WHAT IS BEING ASKED: Carry over the items line by line, starting at the line that has "In this picture, where can the silver" and running through the end of the items, with the requests kept as they are. Add -6 to every coordinate in the answers.

(Dataset items)
*-*-*

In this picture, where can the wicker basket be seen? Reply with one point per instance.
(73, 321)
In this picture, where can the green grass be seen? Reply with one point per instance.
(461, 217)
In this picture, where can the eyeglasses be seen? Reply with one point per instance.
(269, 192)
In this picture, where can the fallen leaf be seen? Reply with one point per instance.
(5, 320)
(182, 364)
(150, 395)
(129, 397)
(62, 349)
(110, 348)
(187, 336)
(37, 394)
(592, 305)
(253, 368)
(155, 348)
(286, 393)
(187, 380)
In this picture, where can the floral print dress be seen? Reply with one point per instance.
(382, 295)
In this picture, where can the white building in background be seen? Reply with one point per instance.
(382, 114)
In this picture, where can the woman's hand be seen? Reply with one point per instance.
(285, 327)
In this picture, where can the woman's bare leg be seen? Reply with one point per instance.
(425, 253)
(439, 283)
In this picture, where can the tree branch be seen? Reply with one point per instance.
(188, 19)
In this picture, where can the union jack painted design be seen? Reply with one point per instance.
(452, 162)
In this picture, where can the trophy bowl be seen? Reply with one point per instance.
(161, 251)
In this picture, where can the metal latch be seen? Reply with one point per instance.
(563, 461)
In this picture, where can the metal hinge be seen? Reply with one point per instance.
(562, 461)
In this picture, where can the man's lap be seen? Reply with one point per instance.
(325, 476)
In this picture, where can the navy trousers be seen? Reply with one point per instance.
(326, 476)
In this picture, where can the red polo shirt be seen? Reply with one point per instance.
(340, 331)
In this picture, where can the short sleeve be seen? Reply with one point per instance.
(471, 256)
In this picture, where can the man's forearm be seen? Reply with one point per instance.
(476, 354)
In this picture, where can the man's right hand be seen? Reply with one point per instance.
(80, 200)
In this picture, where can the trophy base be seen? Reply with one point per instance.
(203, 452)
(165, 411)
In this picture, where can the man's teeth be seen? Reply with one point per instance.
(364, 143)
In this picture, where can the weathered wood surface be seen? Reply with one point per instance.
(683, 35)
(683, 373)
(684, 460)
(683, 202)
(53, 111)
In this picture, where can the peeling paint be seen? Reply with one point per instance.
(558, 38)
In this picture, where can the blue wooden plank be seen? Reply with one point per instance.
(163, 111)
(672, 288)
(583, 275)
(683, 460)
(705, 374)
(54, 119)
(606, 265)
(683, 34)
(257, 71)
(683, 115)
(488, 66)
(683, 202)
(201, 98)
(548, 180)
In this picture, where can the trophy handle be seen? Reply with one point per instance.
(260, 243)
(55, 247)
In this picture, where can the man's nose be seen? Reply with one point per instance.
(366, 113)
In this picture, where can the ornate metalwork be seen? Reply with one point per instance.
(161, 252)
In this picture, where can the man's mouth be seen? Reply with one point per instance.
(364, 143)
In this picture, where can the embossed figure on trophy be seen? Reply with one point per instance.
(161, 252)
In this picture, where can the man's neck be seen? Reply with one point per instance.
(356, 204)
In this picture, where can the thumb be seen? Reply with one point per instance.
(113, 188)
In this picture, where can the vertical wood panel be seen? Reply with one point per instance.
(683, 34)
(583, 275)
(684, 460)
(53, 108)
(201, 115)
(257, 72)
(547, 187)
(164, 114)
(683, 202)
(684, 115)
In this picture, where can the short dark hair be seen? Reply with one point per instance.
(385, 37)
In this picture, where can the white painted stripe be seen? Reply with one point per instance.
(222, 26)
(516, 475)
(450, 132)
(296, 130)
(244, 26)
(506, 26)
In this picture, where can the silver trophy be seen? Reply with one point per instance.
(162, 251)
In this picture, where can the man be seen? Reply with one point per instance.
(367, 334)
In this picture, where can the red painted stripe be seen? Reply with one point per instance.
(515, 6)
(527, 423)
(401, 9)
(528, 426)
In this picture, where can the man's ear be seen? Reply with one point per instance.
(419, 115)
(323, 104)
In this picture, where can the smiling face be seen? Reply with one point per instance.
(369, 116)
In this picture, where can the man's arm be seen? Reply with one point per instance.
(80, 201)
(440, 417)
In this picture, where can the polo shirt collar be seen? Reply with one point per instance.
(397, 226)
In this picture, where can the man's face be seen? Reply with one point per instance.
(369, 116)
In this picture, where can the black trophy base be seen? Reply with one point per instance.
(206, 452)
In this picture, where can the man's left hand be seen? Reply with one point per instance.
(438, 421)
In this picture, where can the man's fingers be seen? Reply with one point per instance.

*-*-*

THE OUTPUT:
In this picture, where can the silver trophy be seen? Reply with one point per instance.
(156, 245)
In this picture, where can the man be seen? Reply with one point per instance.
(361, 328)
In this picture, where can the red painted stripe be seen? Reply with one point per instance.
(509, 0)
(521, 417)
(395, 3)
(522, 420)
In this picture, where can the man's ear be seen? Reply with one point per instance.
(413, 109)
(317, 98)
In this picture, where can the smiling face be seen? Reply with one point per instance.
(363, 110)
In this picture, where can the man's arm be seen? Reply with one point per instance.
(74, 195)
(434, 411)
In this picture, where can the polo shirt collar be seen? Reply with one point per instance.
(391, 220)
In this picture, where can the man's face be seen? Reply with one point per instance.
(363, 110)
In this picture, where can the black trophy base be seen? Reply with one point per instance.
(200, 446)
In this picture, where can the man's left hand be seen? Reply with one point per instance.
(432, 415)
In this picture, where can the man's fingers be seen? Reply with one point per instance.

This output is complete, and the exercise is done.